*What is expected:* Which lines of the records contain the word "steering"? Copy each one.

Start of Data for the task

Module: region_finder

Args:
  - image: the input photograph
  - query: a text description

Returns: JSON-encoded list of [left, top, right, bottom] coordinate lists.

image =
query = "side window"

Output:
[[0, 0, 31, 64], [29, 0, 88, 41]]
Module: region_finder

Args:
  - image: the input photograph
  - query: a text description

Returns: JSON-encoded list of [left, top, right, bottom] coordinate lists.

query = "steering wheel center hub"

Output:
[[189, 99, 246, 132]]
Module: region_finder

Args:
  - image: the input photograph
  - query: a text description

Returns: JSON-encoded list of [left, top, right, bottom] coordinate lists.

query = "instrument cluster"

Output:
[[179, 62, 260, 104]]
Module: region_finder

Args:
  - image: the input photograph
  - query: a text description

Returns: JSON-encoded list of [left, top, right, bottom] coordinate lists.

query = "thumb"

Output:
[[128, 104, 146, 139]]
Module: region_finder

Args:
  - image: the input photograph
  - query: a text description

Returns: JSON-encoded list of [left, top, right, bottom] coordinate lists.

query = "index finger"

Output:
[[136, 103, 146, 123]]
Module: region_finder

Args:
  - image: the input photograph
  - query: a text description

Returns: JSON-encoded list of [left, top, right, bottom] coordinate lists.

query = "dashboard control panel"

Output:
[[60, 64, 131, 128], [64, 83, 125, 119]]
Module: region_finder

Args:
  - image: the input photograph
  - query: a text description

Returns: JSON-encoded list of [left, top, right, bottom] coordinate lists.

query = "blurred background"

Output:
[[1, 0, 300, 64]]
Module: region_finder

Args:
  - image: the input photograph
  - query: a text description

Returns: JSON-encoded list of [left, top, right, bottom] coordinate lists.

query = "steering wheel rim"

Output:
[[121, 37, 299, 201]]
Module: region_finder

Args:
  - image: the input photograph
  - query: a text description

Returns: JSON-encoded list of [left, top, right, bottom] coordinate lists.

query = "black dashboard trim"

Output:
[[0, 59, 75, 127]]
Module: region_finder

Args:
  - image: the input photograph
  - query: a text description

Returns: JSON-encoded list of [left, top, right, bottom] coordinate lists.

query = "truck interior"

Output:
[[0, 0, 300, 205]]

End of Data for the task

*Exercise response:*
query = "steering wheel center hub"
query = "steering wheel rim"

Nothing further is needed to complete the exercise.